→ Selection:
==============================

The Fuller Brush Company sells branded and private label products for personal care as well as commercial and household cleaning; it is a subsidiary of CPAC Inc.,[2] which since 2007 has been owned by the private equity group Buckingham Capital Partners.[1] Fuller Brush was founded in 1906, by Alfred Carl Fuller, and since 1968 it has been owned by CPAC.

Contents

[edit] History

[edit] Early years

Alfred C. Fuller began what was to become Fuller Brush Company in a basement shop in Somerville, Massachusetts; In 1906 he moved to Hartford, Connecticut and founded the company.[3]

In 1931, the establishment of the first of what became known as the Green River Ordinance led Fuller Brush to challenge the ordinance's limits on door-to-door sales; the case went all the way to the U.S. Supreme Court, where on March 1, 1937 it dismissed the appeal "for want of a substantial federal question."[4]

World War II saw the company "cut its normal civilian output drastically to make brushes for the cleaning of guns"; Fuller's son Howard became president in 1943.[3] After the war, Fuller added Daggett & Ramsdell, Inc.'s Débutante Cosmetics to its line of products it sold house-to-house, sold by a sales force of women, a strategy resurrected after a wartime attempt to have "Fullerettes" sell their core products.[3] Fuller had evidence that women could succeed at sales since Stanley Beveridge, who had left his position as Fuller's sales vice president in 1929, had by 1949 employed women as "dealers" to grow sales at his own company, Stanley Home Products, to $35 million, exceeding Fuller's sales for the first time.[5]

[edit] 1959 to 1994

In 1959, Avard E. Fuller, one of the founder's sons, became Fuller Brush's president.[6]

In 1966, Fuller Brush hired 17,500 women, motivated by the lack of qualified men (the unemployment rate was 3.8%) and the example set by Avon Products.[7] Sara Lee Corporation acquired Fuller Brush in 1968; [8] Avard Fuller retired a year later.[6]

By 1985, all of the company's sales were still generated door-to-door.[8] By the mid-1980s, in recognition of the increasing number of women working outside the home, Fuller Brush began introducing other sales channels beyond door-to-door, including a mail-order catalogue that sent out 10 million catalogues a year, and several outlet stores selling "slow-selling items, returned merchandise or slightly flawed goods"; by mid-1989, 35% of that year's estimated $160 million in sales came from catalogues, with another 5% of coming from its stores.[8] Later that same year, a group of investors from Kansas headed by Lee Turner, a trial lawyer, took Fuller private; by 1991 the company now known as Fuller Industries and led by Stuart A. Ochiltree, had integrated its door-to-door and catalog business, with its 12,000 mostly-part-time sales representatives receiving commissions for sales from either channel.[9]

[edit] CPAC subsidiary

In June 1994, Fuller, once again known as Fuller Brush Company, was acquired by CPAC Inc., a Leicester, New York-based manufacturer of photographic chemicals; CPAC took on the "heavy debt burden" accumulated while the company was private and whose annual sales, increasingly focused on chemicals, had shrunk to $24 million.[10]

In 2007, CPAC Inc. was acquired by Buckingham Capital Partners in a leveraged buyout.[1]

In February, 2012, Fuller Brush Company filed for Chapter 11 bankruptcy.[11]

[edit] Locations

[edit] Connecticut

The main factory for the Fuller Brush Company was located in East Hartford, Connecticut during the 1960s,[citation needed] where Fuller's son Avard ran the company. It had moved from Hartford on the other side of river some years earlier. The Research Division was there, along with the plastics molding operation.

==============================

→ Task goal:
In the Fuller Brush history, who headed the group of Kansas investors that took the company private?

Stored entries:
==============================

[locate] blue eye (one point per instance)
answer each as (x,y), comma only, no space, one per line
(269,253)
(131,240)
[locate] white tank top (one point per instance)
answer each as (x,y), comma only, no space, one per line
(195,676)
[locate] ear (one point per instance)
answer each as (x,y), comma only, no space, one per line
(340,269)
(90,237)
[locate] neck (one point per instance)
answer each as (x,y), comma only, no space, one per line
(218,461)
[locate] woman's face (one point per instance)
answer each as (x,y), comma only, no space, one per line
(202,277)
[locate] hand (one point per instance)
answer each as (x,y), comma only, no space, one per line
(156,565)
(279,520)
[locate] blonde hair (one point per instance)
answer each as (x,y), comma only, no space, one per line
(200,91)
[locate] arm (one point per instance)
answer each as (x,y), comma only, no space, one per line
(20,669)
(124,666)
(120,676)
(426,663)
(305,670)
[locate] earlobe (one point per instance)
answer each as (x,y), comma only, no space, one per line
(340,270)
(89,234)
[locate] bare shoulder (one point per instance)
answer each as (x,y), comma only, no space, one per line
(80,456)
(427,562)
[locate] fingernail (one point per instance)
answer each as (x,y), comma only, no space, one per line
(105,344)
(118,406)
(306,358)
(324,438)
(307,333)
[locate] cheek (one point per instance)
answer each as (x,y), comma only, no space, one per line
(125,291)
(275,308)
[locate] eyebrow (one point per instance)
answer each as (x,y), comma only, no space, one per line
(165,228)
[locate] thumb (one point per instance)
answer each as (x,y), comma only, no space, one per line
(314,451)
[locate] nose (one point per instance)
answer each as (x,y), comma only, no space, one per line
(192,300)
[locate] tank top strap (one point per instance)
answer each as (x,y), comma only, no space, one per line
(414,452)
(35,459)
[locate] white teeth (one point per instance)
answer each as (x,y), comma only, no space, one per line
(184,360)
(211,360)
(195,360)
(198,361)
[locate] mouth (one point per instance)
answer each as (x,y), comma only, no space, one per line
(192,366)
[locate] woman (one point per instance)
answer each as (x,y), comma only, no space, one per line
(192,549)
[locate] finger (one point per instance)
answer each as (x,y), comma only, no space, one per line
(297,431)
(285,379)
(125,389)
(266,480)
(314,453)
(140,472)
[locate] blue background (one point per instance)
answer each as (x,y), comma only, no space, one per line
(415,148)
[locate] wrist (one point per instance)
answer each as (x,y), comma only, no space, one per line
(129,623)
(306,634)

==============================

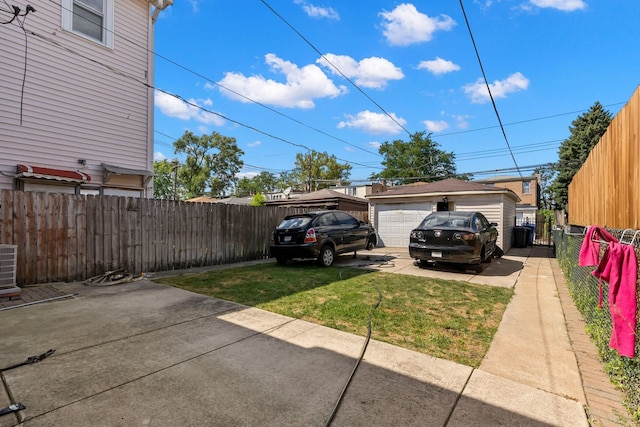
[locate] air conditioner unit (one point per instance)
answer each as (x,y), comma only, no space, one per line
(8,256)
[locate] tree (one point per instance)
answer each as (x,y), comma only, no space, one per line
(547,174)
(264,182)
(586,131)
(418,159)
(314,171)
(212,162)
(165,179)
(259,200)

==============================

→ Response:
Lee Turner, a trial lawyer.